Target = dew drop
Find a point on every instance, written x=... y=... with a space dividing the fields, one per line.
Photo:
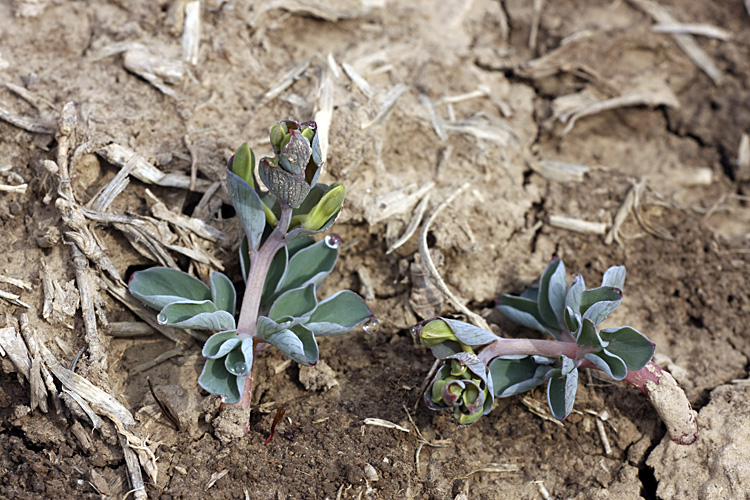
x=372 y=325
x=333 y=241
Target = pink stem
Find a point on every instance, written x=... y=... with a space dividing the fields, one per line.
x=669 y=401
x=260 y=263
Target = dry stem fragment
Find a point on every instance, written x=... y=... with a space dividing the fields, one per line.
x=432 y=272
x=686 y=42
x=36 y=127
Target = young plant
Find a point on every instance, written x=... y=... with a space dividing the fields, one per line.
x=479 y=365
x=281 y=263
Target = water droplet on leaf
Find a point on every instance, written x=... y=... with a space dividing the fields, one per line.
x=372 y=325
x=333 y=241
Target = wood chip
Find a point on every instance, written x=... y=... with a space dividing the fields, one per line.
x=577 y=225
x=686 y=42
x=705 y=30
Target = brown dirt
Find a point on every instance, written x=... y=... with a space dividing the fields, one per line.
x=686 y=290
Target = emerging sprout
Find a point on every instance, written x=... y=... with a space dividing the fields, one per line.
x=479 y=365
x=281 y=263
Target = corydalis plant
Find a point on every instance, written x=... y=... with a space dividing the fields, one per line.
x=479 y=365
x=282 y=265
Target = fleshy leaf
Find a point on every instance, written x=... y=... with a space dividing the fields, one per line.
x=295 y=303
x=159 y=286
x=217 y=380
x=630 y=345
x=248 y=206
x=561 y=389
x=589 y=336
x=608 y=363
x=524 y=312
x=223 y=294
x=575 y=293
x=470 y=334
x=196 y=314
x=515 y=376
x=298 y=343
x=236 y=363
x=212 y=347
x=572 y=321
x=552 y=288
x=598 y=303
x=339 y=313
x=309 y=265
x=614 y=277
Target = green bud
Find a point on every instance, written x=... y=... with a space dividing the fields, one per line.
x=277 y=132
x=327 y=207
x=436 y=332
x=458 y=369
x=471 y=393
x=271 y=218
x=285 y=141
x=308 y=133
x=243 y=164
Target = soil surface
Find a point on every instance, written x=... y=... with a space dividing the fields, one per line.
x=501 y=78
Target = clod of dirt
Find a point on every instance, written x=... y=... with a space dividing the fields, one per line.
x=717 y=465
x=184 y=404
x=318 y=377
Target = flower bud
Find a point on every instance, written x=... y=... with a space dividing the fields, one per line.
x=328 y=206
x=243 y=164
x=436 y=332
x=462 y=385
x=295 y=153
x=290 y=189
x=278 y=133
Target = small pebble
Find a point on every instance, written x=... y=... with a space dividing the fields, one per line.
x=370 y=473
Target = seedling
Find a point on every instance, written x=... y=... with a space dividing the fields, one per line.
x=478 y=366
x=281 y=263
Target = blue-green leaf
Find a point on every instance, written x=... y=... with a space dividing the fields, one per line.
x=572 y=321
x=575 y=294
x=608 y=363
x=213 y=346
x=630 y=345
x=248 y=206
x=470 y=334
x=295 y=303
x=339 y=313
x=196 y=314
x=589 y=336
x=217 y=380
x=309 y=265
x=552 y=288
x=598 y=303
x=516 y=375
x=298 y=343
x=159 y=286
x=524 y=312
x=561 y=389
x=223 y=294
x=275 y=274
x=614 y=277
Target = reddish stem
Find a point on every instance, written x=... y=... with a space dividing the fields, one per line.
x=669 y=401
x=260 y=263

____________________

STATED PROBLEM: Place the lines from the one containing "Target = flower bud" through the one containing "x=278 y=133", both included, into a Markdown table with the columns Row and Line. Number the rows in order and leave out any blank lines.

RESULT OF THIS EXERCISE:
| Row | Line |
|---|---|
| 1 | Target = flower bud |
| 2 | Find a point on every instance, written x=... y=... with a space dividing the fields, one per line. |
| 3 | x=328 y=206 |
| 4 | x=243 y=164 |
| 5 | x=436 y=332 |
| 6 | x=462 y=385 |
| 7 | x=295 y=153 |
| 8 | x=290 y=189 |
| 9 | x=278 y=133 |